§ **YOUR TASK**:
Within the material below, locate the line with "point(115, 148)" and the line with "point(564, 360)", then return those two lines and all lines between them, exactly as written.
** GIVEN DATA follows **
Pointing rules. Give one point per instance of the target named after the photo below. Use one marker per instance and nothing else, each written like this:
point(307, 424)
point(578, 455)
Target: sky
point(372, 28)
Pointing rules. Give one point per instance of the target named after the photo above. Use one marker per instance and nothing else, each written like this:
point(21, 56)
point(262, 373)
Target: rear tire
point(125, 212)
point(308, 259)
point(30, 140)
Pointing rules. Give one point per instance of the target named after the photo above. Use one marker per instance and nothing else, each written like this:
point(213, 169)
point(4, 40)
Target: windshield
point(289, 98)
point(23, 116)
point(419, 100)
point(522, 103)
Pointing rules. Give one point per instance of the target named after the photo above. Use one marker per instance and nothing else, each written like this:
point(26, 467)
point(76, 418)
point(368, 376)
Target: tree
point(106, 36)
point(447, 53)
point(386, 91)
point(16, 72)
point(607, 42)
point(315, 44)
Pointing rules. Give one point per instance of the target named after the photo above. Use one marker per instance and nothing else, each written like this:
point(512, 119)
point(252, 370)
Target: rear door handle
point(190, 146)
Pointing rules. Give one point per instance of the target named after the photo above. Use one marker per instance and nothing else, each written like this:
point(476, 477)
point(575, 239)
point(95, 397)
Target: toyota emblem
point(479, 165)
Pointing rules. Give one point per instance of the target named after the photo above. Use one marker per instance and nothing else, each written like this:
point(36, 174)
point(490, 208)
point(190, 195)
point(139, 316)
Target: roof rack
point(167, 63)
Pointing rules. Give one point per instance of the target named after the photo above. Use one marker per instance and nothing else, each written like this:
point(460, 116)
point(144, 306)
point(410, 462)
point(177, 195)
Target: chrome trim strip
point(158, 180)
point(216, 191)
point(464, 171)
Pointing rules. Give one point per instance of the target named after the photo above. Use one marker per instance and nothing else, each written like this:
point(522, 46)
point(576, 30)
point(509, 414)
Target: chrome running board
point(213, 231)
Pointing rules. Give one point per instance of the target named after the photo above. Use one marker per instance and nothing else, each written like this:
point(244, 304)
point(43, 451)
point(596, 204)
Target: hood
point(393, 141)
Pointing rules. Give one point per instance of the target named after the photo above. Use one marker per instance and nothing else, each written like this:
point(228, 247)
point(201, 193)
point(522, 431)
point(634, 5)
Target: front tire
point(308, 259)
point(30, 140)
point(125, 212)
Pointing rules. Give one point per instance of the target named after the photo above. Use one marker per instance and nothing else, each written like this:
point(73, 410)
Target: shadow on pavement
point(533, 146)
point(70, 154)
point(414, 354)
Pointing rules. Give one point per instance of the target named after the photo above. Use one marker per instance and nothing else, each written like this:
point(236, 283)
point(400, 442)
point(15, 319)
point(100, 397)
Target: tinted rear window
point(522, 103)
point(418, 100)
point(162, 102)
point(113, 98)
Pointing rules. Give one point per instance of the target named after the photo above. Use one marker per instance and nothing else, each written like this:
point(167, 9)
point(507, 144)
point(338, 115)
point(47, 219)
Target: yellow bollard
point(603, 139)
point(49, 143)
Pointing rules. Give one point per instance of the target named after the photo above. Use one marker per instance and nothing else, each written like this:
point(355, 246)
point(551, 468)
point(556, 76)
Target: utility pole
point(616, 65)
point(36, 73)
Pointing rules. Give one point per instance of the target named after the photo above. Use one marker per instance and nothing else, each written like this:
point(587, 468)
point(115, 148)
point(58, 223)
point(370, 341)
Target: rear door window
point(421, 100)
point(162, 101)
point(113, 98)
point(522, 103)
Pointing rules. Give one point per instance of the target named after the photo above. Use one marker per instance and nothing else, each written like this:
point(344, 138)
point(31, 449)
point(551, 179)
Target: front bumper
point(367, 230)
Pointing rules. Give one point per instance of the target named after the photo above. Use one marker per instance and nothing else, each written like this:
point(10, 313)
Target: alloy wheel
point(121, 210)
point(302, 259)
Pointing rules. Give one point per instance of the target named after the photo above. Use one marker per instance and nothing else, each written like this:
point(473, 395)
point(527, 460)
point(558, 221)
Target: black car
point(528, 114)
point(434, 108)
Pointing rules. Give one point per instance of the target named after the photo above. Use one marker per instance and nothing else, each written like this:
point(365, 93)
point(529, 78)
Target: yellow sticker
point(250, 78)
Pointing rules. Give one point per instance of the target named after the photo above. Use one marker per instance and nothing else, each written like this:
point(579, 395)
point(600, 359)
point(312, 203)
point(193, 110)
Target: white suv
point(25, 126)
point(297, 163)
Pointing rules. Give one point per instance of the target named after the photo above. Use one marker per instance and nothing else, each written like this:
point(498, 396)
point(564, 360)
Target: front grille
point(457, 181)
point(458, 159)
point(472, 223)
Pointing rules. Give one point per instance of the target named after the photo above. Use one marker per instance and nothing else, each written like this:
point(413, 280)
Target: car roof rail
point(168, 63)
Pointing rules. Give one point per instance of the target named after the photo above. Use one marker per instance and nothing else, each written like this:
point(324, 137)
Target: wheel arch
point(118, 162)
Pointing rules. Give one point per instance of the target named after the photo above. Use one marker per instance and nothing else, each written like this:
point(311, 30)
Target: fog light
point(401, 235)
** End of GIVEN DATA **
** GIVEN DATA follows **
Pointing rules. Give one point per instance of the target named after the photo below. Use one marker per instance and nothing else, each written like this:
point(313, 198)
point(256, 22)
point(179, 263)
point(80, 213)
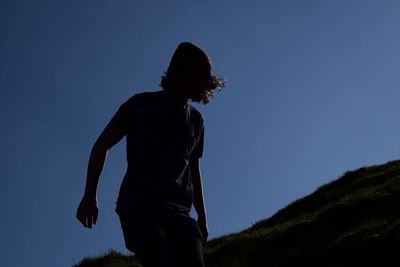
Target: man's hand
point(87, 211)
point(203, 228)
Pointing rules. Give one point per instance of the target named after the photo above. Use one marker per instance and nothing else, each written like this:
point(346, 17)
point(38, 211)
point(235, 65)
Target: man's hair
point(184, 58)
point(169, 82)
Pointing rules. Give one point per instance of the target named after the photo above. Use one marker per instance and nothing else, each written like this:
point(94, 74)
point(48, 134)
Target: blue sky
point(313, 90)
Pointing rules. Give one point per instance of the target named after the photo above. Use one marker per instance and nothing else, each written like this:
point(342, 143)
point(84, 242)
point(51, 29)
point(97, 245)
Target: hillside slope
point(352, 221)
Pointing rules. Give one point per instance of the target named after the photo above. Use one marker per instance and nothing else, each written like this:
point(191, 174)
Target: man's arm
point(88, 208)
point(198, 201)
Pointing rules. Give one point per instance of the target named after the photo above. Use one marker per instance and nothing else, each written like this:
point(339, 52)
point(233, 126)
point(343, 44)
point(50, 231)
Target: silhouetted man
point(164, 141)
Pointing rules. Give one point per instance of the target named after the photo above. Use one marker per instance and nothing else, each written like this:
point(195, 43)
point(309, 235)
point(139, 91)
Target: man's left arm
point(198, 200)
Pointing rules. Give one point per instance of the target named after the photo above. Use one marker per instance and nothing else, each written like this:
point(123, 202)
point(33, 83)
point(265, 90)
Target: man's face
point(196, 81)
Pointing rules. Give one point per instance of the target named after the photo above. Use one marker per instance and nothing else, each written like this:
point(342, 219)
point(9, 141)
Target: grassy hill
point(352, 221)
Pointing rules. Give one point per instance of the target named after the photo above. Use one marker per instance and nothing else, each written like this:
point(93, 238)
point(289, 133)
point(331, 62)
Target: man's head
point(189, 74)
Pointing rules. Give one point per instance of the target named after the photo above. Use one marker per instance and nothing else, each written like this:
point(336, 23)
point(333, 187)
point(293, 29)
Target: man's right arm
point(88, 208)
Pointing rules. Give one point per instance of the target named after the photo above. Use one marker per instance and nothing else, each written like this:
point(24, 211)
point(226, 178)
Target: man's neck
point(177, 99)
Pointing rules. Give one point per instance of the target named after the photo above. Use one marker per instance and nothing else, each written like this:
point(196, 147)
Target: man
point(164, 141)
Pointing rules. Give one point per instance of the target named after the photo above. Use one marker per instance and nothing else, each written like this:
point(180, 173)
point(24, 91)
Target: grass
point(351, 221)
** End of GIVEN DATA **
§ **RESPONSE AREA**:
point(115, 148)
point(58, 223)
point(370, 341)
Target: rear door window
point(421, 100)
point(162, 101)
point(113, 98)
point(522, 103)
Pointing rules. Give one point per instance of the target named after the photo above. Use one marker per instance and nothing else, each written like this:
point(344, 138)
point(31, 449)
point(551, 179)
Target: front bumper
point(367, 230)
Pointing rules. Give one point per instance of the target named after the photo above. Use one marker per instance and nothing else, each written like this:
point(10, 313)
Target: alloy wheel
point(121, 210)
point(302, 259)
Pointing rules. Give one point per instance of the target named after the photo above. Use one marker per instance and nothing else, each written like this:
point(473, 395)
point(527, 460)
point(558, 221)
Target: black car
point(528, 114)
point(434, 108)
Pointing rules. Give one point per instance of the target named after the photo above. Use one marker per instance and nothing else, each written like this:
point(365, 93)
point(529, 78)
Target: yellow sticker
point(250, 78)
Pointing rules. Give one point per instance of the target named after the photo above. Use one marker per instance and nothing else, each written like this:
point(579, 395)
point(600, 359)
point(312, 203)
point(193, 110)
Target: white suv
point(25, 126)
point(297, 163)
Pointing rules. Give one point per instance of the target named after the photo above. Use one marker per instance and nothing else, each written like this:
point(498, 396)
point(564, 360)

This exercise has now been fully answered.